Document extract
■ ■ ■ ■ ■ ■ ■

Tanaga Island (Aleut: Tanax̂ax[2]) is an island in the western Andreanof Islands, in the southwest part of the Aleutian Islands, Alaska. The island has a land area of 204 square miles (528 square kilometres), making it the 33rd largest oceanic island in the United States. Its highest point is volcano Mount Tanaga (Aleut: Kusuuginax̂[2]) at 5,925 feet (1,806 metres).

Tanaga Island measures 43 kilometres (27 miles) long and 38 kilometres (24 miles) wide.

Tanaga Island is about 62 miles (100 kilometres) west of Adak Island, the nearest inhabited island. There are several large waterfalls on Tanaga Island. Tanaga Island is uninhabited, but several cabins are shown on the NOAA nautical chart, as well as some Aleut villages on the east side of the island.[3]

There are no native land mammals on Tanaga Island.

Tanaga Island was established as a Navy emergency landing field in July 1943 as an adjunct to the Adak Naval Operation Base. Navy Seabees built a runway, small-craft pier, mooring area, office and storage buildings, radio building, galley and mess facilities, dispensary, and 4 miles (6 kilometres) of gravel road in 1943, near Lash Bay in the southwest of the island. The site was abandoned in 1945. The control tower is still shown on nautical charts.


Waterfall on Tanaga Island

The last known eruption of Tanaga volcano occurred in 1914. Earlier eruptions were reported in 1763-1770, 1791, and 1829. Reports of these eruptions are vague, but deposits on the flanks of the volcano show that typical eruptions produce blocky lava flows and occasional ash clouds.

■ ■ ■ ■ ■ ■ ■

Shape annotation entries

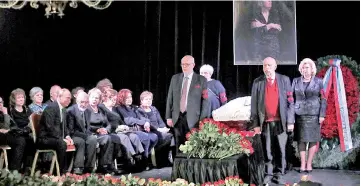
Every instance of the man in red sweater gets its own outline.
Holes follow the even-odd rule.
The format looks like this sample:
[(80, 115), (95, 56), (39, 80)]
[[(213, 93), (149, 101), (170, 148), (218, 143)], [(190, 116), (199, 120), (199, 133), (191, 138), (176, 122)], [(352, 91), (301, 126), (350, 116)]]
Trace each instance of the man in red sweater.
[(251, 101), (251, 126), (261, 134), (265, 157), (264, 184), (273, 181), (285, 184), (282, 175), (286, 168), (287, 131), (293, 130), (292, 87), (287, 76), (275, 72), (276, 60), (263, 60), (263, 72), (254, 80)]

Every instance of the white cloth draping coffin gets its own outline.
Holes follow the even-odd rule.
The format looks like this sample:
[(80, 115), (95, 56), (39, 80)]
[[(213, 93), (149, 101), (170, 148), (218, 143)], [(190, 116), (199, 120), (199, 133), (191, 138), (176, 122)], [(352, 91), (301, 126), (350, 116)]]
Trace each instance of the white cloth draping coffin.
[(229, 101), (212, 112), (215, 121), (248, 121), (251, 117), (251, 96)]

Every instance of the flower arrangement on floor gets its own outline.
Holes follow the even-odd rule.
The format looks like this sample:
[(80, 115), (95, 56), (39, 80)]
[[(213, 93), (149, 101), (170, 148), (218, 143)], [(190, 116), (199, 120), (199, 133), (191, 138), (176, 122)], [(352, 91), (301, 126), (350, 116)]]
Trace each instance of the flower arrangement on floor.
[[(161, 179), (149, 178), (148, 181), (137, 176), (122, 175), (119, 178), (107, 175), (96, 174), (66, 174), (64, 176), (49, 176), (47, 174), (40, 175), (37, 172), (34, 177), (23, 176), (17, 171), (2, 171), (0, 177), (1, 186), (201, 186), (200, 184), (188, 183), (184, 179), (176, 179), (175, 181), (166, 181)], [(238, 176), (227, 177), (225, 180), (219, 180), (214, 183), (207, 182), (202, 186), (248, 186)], [(252, 186), (252, 184), (251, 184)]]
[[(329, 68), (328, 61), (329, 59), (339, 58), (342, 60), (341, 70), (343, 80), (345, 82), (345, 92), (346, 92), (346, 100), (347, 100), (347, 108), (348, 108), (348, 116), (349, 123), (352, 125), (356, 119), (358, 114), (360, 113), (360, 90), (359, 90), (359, 65), (352, 61), (350, 58), (346, 56), (326, 56), (324, 58), (318, 59), (317, 67), (320, 70), (317, 73), (317, 76), (323, 78), (326, 74), (326, 71)], [(329, 96), (327, 98), (327, 105), (330, 105), (326, 109), (326, 117), (325, 121), (322, 124), (321, 135), (325, 139), (338, 138), (338, 126), (336, 119), (336, 107), (334, 91), (333, 88), (330, 89)]]
[(188, 157), (224, 159), (236, 154), (253, 153), (251, 142), (247, 137), (253, 137), (254, 132), (238, 131), (227, 125), (204, 119), (199, 123), (199, 129), (193, 128), (187, 133), (187, 141), (179, 149)]

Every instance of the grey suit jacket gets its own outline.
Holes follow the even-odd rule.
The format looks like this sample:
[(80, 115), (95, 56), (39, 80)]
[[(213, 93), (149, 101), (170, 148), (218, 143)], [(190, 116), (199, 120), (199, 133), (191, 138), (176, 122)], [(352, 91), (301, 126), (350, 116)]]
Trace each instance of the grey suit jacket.
[[(184, 73), (173, 75), (168, 90), (166, 119), (172, 119), (176, 124), (180, 113), (180, 100)], [(192, 82), (187, 97), (187, 122), (189, 129), (198, 127), (199, 121), (207, 117), (209, 103), (207, 80), (193, 73)]]
[(322, 79), (313, 77), (306, 88), (302, 77), (295, 78), (292, 82), (292, 90), (295, 96), (295, 114), (325, 117), (327, 101), (323, 97)]
[[(249, 129), (255, 127), (261, 127), (265, 121), (265, 86), (266, 86), (266, 76), (262, 75), (253, 81), (252, 86), (252, 99), (251, 99), (251, 124)], [(291, 97), (292, 87), (290, 79), (285, 76), (276, 73), (276, 82), (278, 86), (278, 104), (280, 117), (282, 122), (283, 131), (287, 131), (287, 124), (294, 124), (294, 114), (293, 114), (293, 100), (287, 99)]]

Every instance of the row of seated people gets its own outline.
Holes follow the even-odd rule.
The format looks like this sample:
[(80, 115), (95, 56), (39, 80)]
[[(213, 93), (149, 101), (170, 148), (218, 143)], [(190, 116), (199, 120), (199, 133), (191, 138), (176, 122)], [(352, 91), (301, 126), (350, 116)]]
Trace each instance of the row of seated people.
[[(171, 154), (173, 135), (152, 106), (152, 93), (143, 92), (141, 105), (137, 107), (132, 104), (132, 93), (127, 89), (118, 93), (111, 88), (103, 92), (93, 88), (88, 94), (79, 89), (74, 91), (75, 103), (68, 107), (71, 93), (67, 89), (55, 92), (51, 91), (51, 95), (56, 95), (56, 100), (43, 104), (42, 89), (33, 88), (30, 91), (33, 103), (28, 109), (25, 92), (16, 89), (10, 96), (9, 114), (0, 100), (0, 145), (12, 148), (10, 170), (21, 167), (24, 172), (30, 170), (35, 149), (46, 148), (56, 150), (61, 173), (65, 173), (67, 144), (76, 146), (73, 170), (77, 174), (94, 170), (97, 145), (100, 148), (97, 171), (101, 173), (115, 171), (115, 158), (123, 160), (125, 166), (139, 163), (149, 169), (154, 147), (161, 149), (161, 157), (168, 159)], [(66, 107), (66, 111), (62, 109)], [(30, 135), (31, 113), (42, 114), (36, 144)]]

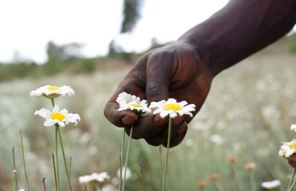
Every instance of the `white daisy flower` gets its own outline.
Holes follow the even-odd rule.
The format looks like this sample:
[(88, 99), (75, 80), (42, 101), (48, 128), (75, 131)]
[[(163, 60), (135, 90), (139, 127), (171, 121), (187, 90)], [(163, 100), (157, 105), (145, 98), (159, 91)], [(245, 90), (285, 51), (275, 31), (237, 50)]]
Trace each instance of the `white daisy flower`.
[(116, 102), (119, 104), (118, 112), (130, 110), (142, 116), (147, 115), (151, 113), (151, 110), (148, 108), (147, 100), (141, 101), (139, 97), (128, 94), (125, 92), (122, 92), (118, 95)]
[(54, 99), (58, 97), (61, 95), (65, 96), (66, 94), (69, 94), (69, 96), (74, 95), (74, 91), (73, 89), (71, 88), (71, 86), (64, 85), (59, 87), (47, 85), (41, 87), (36, 90), (31, 91), (30, 95), (31, 97), (39, 97), (43, 95), (47, 98)]
[(59, 106), (56, 104), (52, 112), (42, 108), (39, 111), (36, 110), (34, 114), (39, 115), (46, 119), (44, 125), (47, 127), (53, 126), (56, 124), (58, 124), (60, 127), (65, 127), (65, 124), (68, 125), (69, 123), (75, 123), (76, 125), (78, 123), (77, 120), (80, 120), (80, 115), (78, 114), (68, 114), (66, 109), (60, 112), (59, 111)]
[(261, 186), (262, 186), (262, 187), (268, 190), (274, 189), (280, 185), (281, 185), (281, 181), (278, 180), (272, 181), (264, 182), (261, 184)]
[(164, 100), (158, 102), (151, 102), (149, 108), (157, 108), (153, 114), (160, 114), (160, 117), (164, 118), (168, 115), (171, 118), (175, 118), (179, 114), (180, 116), (188, 115), (190, 117), (193, 116), (190, 112), (195, 111), (195, 105), (190, 104), (185, 106), (188, 103), (183, 101), (177, 102), (175, 99), (170, 98), (167, 101)]
[(282, 142), (281, 149), (279, 151), (279, 156), (289, 158), (296, 153), (296, 139), (293, 139), (290, 142)]
[(292, 131), (296, 132), (296, 125), (292, 125), (291, 128)]
[(125, 102), (128, 104), (137, 99), (139, 99), (139, 101), (140, 102), (140, 98), (139, 97), (137, 97), (135, 95), (132, 95), (126, 92), (122, 92), (118, 95), (118, 97), (117, 97), (116, 102), (117, 104), (120, 104), (120, 102), (125, 101)]
[(107, 172), (102, 172), (100, 174), (94, 172), (90, 175), (84, 175), (79, 177), (80, 184), (87, 184), (94, 182), (103, 183), (107, 180), (110, 180), (110, 176)]
[(125, 100), (120, 102), (118, 112), (123, 110), (130, 110), (142, 116), (146, 116), (151, 113), (151, 109), (148, 108), (147, 101), (143, 100), (140, 101), (140, 98), (128, 103)]
[[(124, 176), (124, 170), (125, 169), (125, 166), (122, 166), (122, 177)], [(132, 177), (132, 170), (128, 166), (126, 167), (126, 176), (125, 176), (125, 180), (128, 180)], [(117, 176), (119, 178), (120, 178), (120, 168), (119, 168), (117, 171)]]

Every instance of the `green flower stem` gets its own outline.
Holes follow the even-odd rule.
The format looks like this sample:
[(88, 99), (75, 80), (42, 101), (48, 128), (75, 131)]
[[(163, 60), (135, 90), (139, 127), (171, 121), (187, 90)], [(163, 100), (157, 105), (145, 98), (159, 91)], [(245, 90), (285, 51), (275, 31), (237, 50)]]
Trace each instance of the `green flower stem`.
[(250, 179), (251, 180), (252, 190), (253, 191), (257, 191), (257, 189), (256, 188), (256, 181), (255, 181), (255, 174), (253, 170), (250, 170)]
[(69, 176), (69, 172), (67, 167), (67, 161), (66, 160), (66, 157), (65, 156), (65, 152), (64, 152), (64, 147), (63, 146), (63, 141), (62, 141), (62, 136), (61, 136), (61, 132), (60, 131), (60, 128), (59, 126), (57, 125), (58, 131), (59, 132), (59, 136), (60, 136), (60, 143), (61, 143), (61, 147), (62, 148), (62, 152), (63, 153), (63, 157), (64, 158), (64, 163), (65, 164), (65, 168), (66, 169), (66, 172), (67, 173), (67, 177), (68, 180), (68, 183), (69, 183), (69, 186), (70, 187), (70, 190), (71, 191), (73, 191), (72, 189), (72, 186), (71, 185), (71, 182), (70, 181), (70, 178)]
[[(54, 99), (50, 99), (51, 100), (51, 104), (52, 104), (52, 108), (54, 108), (55, 105), (54, 103)], [(58, 126), (56, 125), (55, 130), (55, 150), (56, 150), (56, 160), (57, 163), (56, 171), (57, 171), (57, 178), (58, 179), (58, 191), (61, 190), (60, 186), (60, 170), (59, 170), (59, 157), (58, 155)]]
[(16, 173), (15, 171), (13, 171), (13, 173), (12, 173), (12, 189), (13, 191), (16, 191), (15, 190), (15, 174)]
[(294, 170), (293, 170), (293, 172), (292, 173), (292, 175), (291, 176), (291, 178), (290, 182), (289, 183), (289, 186), (288, 186), (288, 189), (290, 189), (292, 185), (293, 180), (294, 180), (294, 177), (295, 177), (295, 173), (296, 173), (296, 168), (294, 168)]
[(288, 191), (292, 191), (292, 189), (293, 189), (293, 188), (295, 186), (295, 184), (296, 184), (296, 181), (294, 181), (294, 182), (293, 182), (293, 183), (291, 185), (291, 186), (289, 189), (289, 190), (288, 190)]
[(130, 134), (130, 138), (128, 141), (128, 145), (127, 146), (127, 151), (126, 152), (126, 158), (125, 158), (125, 165), (124, 166), (124, 176), (123, 177), (123, 184), (122, 184), (122, 191), (124, 191), (125, 187), (125, 177), (126, 176), (126, 169), (127, 168), (127, 162), (128, 161), (128, 153), (129, 153), (129, 148), (131, 145), (132, 141), (132, 137), (133, 136), (133, 131), (134, 130), (134, 125), (132, 125), (131, 129), (131, 133)]
[(125, 131), (123, 129), (123, 135), (122, 136), (122, 147), (121, 147), (121, 158), (123, 158), (123, 150), (124, 149), (124, 139), (125, 137)]
[(241, 177), (239, 176), (238, 173), (238, 171), (236, 168), (236, 166), (235, 166), (235, 164), (232, 164), (232, 167), (233, 168), (233, 171), (234, 171), (234, 175), (235, 176), (235, 179), (236, 179), (236, 182), (238, 185), (238, 187), (239, 188), (239, 190), (240, 191), (246, 191), (246, 189), (243, 185), (243, 182), (242, 180), (241, 179)]
[(59, 169), (59, 157), (58, 154), (58, 126), (56, 126), (55, 130), (55, 150), (56, 150), (56, 161), (57, 163), (56, 171), (57, 171), (57, 178), (58, 181), (58, 191), (61, 190), (60, 186), (60, 170)]
[(164, 175), (163, 176), (163, 183), (162, 183), (162, 191), (164, 191), (165, 186), (165, 180), (166, 178), (166, 173), (168, 167), (168, 161), (169, 160), (169, 151), (170, 150), (170, 143), (171, 143), (171, 132), (172, 131), (172, 121), (173, 118), (170, 117), (169, 121), (169, 135), (168, 136), (168, 145), (167, 147), (167, 155), (165, 159), (165, 164), (164, 164)]
[(218, 182), (218, 180), (216, 181), (215, 182), (215, 184), (216, 187), (217, 187), (217, 189), (218, 189), (218, 191), (225, 191), (225, 190), (223, 188), (223, 186), (222, 186), (222, 185), (221, 184), (221, 183), (220, 183), (220, 182)]
[(26, 184), (27, 184), (27, 190), (30, 191), (30, 186), (29, 186), (29, 181), (28, 180), (28, 175), (26, 170), (26, 162), (25, 161), (25, 153), (24, 153), (24, 144), (23, 144), (23, 135), (22, 135), (22, 130), (20, 129), (20, 135), (21, 137), (21, 147), (22, 148), (22, 156), (23, 158), (23, 166), (24, 166), (24, 172), (26, 177)]
[[(123, 129), (123, 135), (122, 136), (122, 146), (121, 147), (121, 153), (120, 154), (120, 156), (121, 156), (121, 161), (120, 162), (121, 164), (122, 164), (122, 163), (123, 162), (123, 150), (124, 150), (124, 139), (125, 138), (125, 130), (124, 129)], [(122, 165), (122, 164), (121, 164)], [(120, 183), (119, 183), (119, 191), (121, 191), (121, 186), (122, 186), (122, 166), (120, 166), (120, 168), (121, 169), (121, 170), (120, 170)]]

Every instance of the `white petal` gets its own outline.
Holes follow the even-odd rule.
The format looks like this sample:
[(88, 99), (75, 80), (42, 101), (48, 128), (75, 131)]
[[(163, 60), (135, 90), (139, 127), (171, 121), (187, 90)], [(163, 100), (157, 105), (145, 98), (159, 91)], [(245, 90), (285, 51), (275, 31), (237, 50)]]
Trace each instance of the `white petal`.
[(50, 127), (51, 126), (53, 126), (55, 125), (56, 122), (54, 121), (53, 119), (48, 119), (44, 122), (44, 125), (47, 127)]
[(52, 113), (53, 114), (56, 114), (57, 113), (59, 113), (59, 109), (60, 108), (59, 107), (59, 105), (57, 104), (55, 104), (54, 105), (54, 107), (53, 107), (53, 109), (52, 110)]

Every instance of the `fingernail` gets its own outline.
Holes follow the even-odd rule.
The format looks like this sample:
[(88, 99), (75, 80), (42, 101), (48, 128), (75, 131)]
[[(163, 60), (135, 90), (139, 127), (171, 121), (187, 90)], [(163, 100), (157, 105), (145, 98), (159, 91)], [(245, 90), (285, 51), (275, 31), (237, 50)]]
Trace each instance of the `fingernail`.
[(185, 125), (182, 125), (182, 126), (178, 130), (178, 132), (177, 132), (177, 134), (178, 134), (178, 135), (181, 135), (183, 134), (184, 132), (186, 131), (186, 127)]
[(128, 115), (124, 115), (121, 118), (121, 122), (125, 125), (129, 125), (135, 123), (136, 121), (132, 117)]
[(185, 118), (183, 116), (177, 116), (173, 119), (173, 125), (177, 126), (179, 125), (184, 120)]
[(160, 127), (167, 123), (169, 119), (167, 117), (161, 118), (159, 115), (156, 115), (154, 116), (153, 121), (155, 125)]

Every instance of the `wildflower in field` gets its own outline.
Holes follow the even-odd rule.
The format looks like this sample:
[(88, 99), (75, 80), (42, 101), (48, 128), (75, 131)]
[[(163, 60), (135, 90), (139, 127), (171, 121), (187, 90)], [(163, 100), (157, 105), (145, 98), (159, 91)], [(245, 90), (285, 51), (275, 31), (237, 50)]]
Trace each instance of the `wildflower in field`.
[(231, 164), (233, 164), (236, 162), (236, 158), (234, 156), (230, 156), (228, 157), (228, 162)]
[(272, 181), (264, 182), (261, 184), (261, 186), (262, 186), (262, 187), (266, 189), (269, 191), (271, 191), (279, 187), (280, 185), (281, 185), (281, 181), (278, 180)]
[(295, 124), (292, 125), (291, 128), (292, 131), (296, 132), (296, 125), (295, 125)]
[(84, 175), (79, 177), (79, 182), (80, 184), (87, 184), (91, 182), (104, 183), (109, 180), (110, 180), (110, 176), (107, 172), (100, 174), (94, 172), (90, 175)]
[(140, 101), (140, 98), (139, 97), (137, 97), (135, 95), (131, 95), (126, 92), (122, 92), (120, 93), (119, 95), (118, 95), (118, 97), (117, 97), (116, 102), (117, 104), (120, 104), (120, 102), (125, 101), (125, 102), (129, 103), (133, 101), (137, 100), (138, 101)]
[(279, 151), (279, 156), (289, 158), (296, 152), (296, 139), (290, 142), (282, 142), (281, 149)]
[(215, 182), (218, 179), (219, 176), (218, 175), (218, 174), (217, 174), (217, 173), (211, 173), (210, 175), (210, 179), (212, 181)]
[[(124, 174), (124, 173), (125, 173), (125, 171), (124, 171), (125, 169), (125, 167), (124, 166), (122, 166), (122, 170), (123, 171), (123, 172), (122, 172), (122, 174)], [(131, 177), (132, 177), (132, 171), (131, 170), (131, 169), (127, 166), (126, 167), (126, 176), (125, 177), (126, 180), (128, 180), (130, 178), (131, 178)], [(117, 177), (118, 177), (118, 178), (120, 177), (120, 168), (117, 171)]]
[(31, 91), (31, 96), (39, 97), (42, 95), (47, 98), (55, 99), (61, 95), (65, 96), (66, 94), (69, 94), (69, 96), (74, 95), (74, 91), (71, 88), (71, 86), (64, 85), (62, 87), (57, 87), (47, 85), (36, 90)]
[(195, 111), (195, 105), (190, 104), (186, 106), (187, 104), (188, 103), (185, 101), (177, 102), (175, 99), (170, 98), (167, 101), (162, 100), (158, 102), (151, 102), (149, 108), (157, 108), (153, 114), (160, 114), (161, 118), (168, 115), (171, 118), (175, 118), (178, 114), (180, 116), (188, 115), (192, 117), (193, 115), (190, 112)]
[(36, 111), (34, 114), (35, 115), (39, 115), (45, 118), (46, 120), (44, 123), (46, 126), (51, 126), (58, 124), (61, 127), (65, 127), (65, 124), (69, 123), (75, 123), (75, 125), (80, 121), (80, 115), (78, 114), (68, 114), (68, 111), (64, 109), (59, 111), (59, 107), (55, 105), (52, 112), (49, 110), (41, 109), (39, 111)]
[(245, 164), (245, 169), (247, 170), (254, 169), (256, 167), (256, 163), (254, 162), (247, 162)]
[(206, 187), (208, 185), (208, 183), (206, 181), (201, 181), (197, 183), (197, 187), (200, 188)]

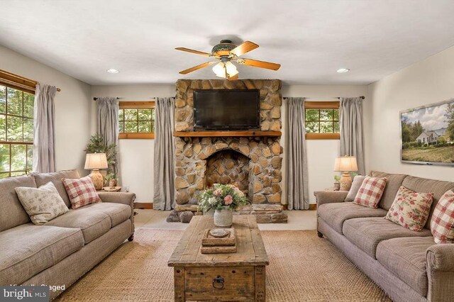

■ ■ ■ ■ ■ ■ ■

Tasks and exercises
1) According to the Tanaga Island text, in what year did the last known eruption of Tanaga volcano occur?
2) Shift the outlines in the answers by adding 53 to every coordinate. Then write out only the rows from their start up to and including the line with "117), (251, 96)]", requests included and pictures left out.

Solutions below
1) It occurred in 1914.

2)
Every instance of the man in red sweater gets its own outline.
Holes follow the even-odd rule.
The format looks like this sample:
[(80, 115), (95, 56), (39, 80)]
[[(213, 93), (149, 101), (170, 148), (218, 143)], [(190, 116), (199, 120), (199, 133), (191, 138), (176, 122)], [(352, 91), (301, 126), (350, 116)]]
Trace each instance of the man in red sweater.
[(304, 154), (304, 179), (314, 187), (318, 210), (317, 237), (326, 234), (338, 237), (335, 228), (339, 221), (340, 184), (346, 183), (345, 140), (340, 129), (328, 125), (329, 113), (316, 113), (316, 125), (307, 133)]

Every instance of the white cloth draping coffin gets its own outline.
Holes follow the even-odd rule.
The format looks like this sample:
[(80, 115), (95, 56), (39, 80)]
[[(213, 93), (149, 101), (170, 148), (218, 143)], [(190, 116), (199, 120), (199, 133), (191, 138), (176, 122)], [(352, 91), (301, 126), (350, 116)]]
Trace each instance of the white cloth draping coffin.
[(282, 154), (265, 165), (268, 174), (301, 174), (304, 170), (304, 149)]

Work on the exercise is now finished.